After my drain removal and no pathology reports to be shared from my mastectomy, I was mentally starting to plan for tomorrow’s visit to the oncologist. Thankfully, Dorien, the Physician’s Assistant, called Tuesday to say that the pathology reports were in and she wanted me to be even more prepared for Friday with questions based on these results.
Oh, the results?
I will level with you: they are OK but not great. They took every bit of breast tissue out of there (I think, but I will ask tomorrow for sure) and they got almost all clear margins. Almost. Fucking almost. Except on one area where the Ductal Carcinoma In Situ (DCIS) went–within the duct (pretty sure totally within, not on the outside of the duct, gotta ask)–all the way to the end or edge or margin (the cut/removed tissue from mastectomy surgery). This means that there was not a section of cancer-free cells that they could definitely say, yes, we got it, because we have a clean margin free of evil and corruption.
In my scientific theory, if you took all my breast tissue then what’s left for DCIS to spread too? Did the semi-evil cells (invasive cells are full evil, they did not find those on the margins thankfully) get to the end and look at each other, shrug and say “fuck, we’re outta pipeline, we’re done burrowing here lets go infect new tubes”, then, “OH SHIT, THE SURGICAL KNIFE, WE’RE DONE FOR!” My cancer for sure has personality and spunk (it is my cancer after all).
I still don’t quite know how DCIS becomes invasive or how all that works and if DCIS can jump ship, reconfigure it’s DNA and say, “let’s go F up her pec muscle or do a quick change to pure evil and pick a new organ to harass and infest” (you know, you know, more questions for tomorrow!). I don’t even know if the Doctors have all the answers. But I think they have a plan (or many plans with lots of statistics and I, yet again, get to… HAVE to… choose something; I choose “don’t die,” to me, that’s simple; stop asking for more complicated decisions).
And from that section you can see how eloquently I take complicated biology information and make it user friendly, voices and personalities and all, as an interpreter and naturalist!
**Disclaimer: I am a marine biologist who deals in whales; not at all as a medical doctor and/or oncologist.
AKA: I am constantly trying to understand this myself and then try to regurgitate it for you. Oh, the reading!
——
STUDY QUESTIONS:
- 1) List every occupation or professional title named in the mastectomy pathology post.
- 2) Please carry the mastectomy pathology post forward for a paragraph or two, starting after its final sentence.

DATA SEGMENT:
——
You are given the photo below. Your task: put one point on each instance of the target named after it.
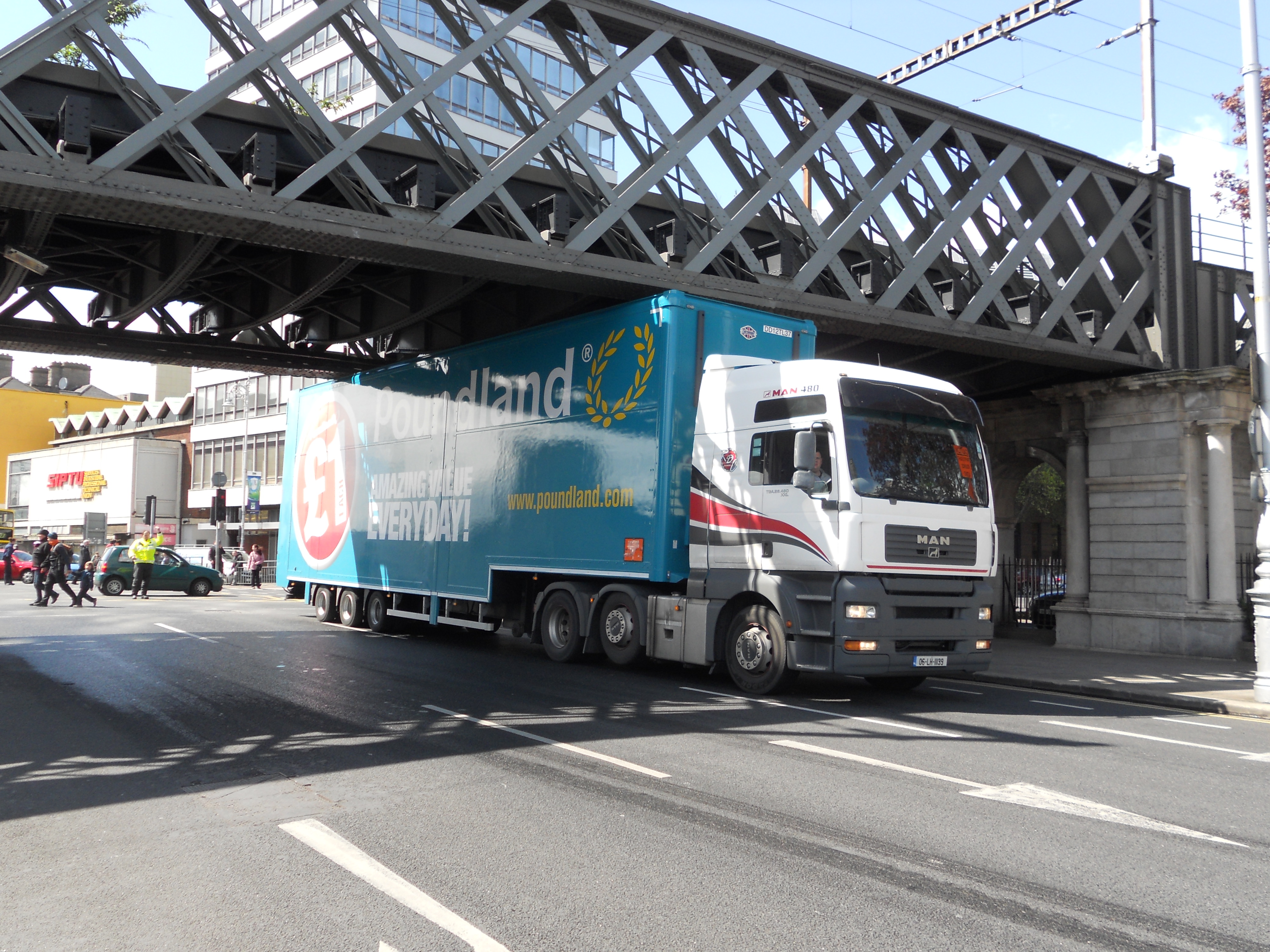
——
RESULTS OF THE EXERCISE:
- 1) Physician's Assistant, oncologist, marine biologist, medical doctor (also "Doctors"), interpreter, naturalist

- 2)
Well, folks, I imagine that quote at the beginning sounds real good right about now: time to settle into a drink and lubricate some personalities. We’re deep complicated people (unless your shallow and simple) and that’s what makes being Homo sapiens so fun! Thank you for supporting me in all of this. Reading is supporting. Sharing is supporting. I’ve realized as a writer (there, I said it, it’s scary but I said it) it is very important to have not just an audience but an engaged one. And I see it when you leave comments or Like it on Facebook or re-post the link or just visit the page (I have site stats! 3,800 clicks to this site; and Mom and Ash, I know you both clicked it like 400 of those times, so, thanks!).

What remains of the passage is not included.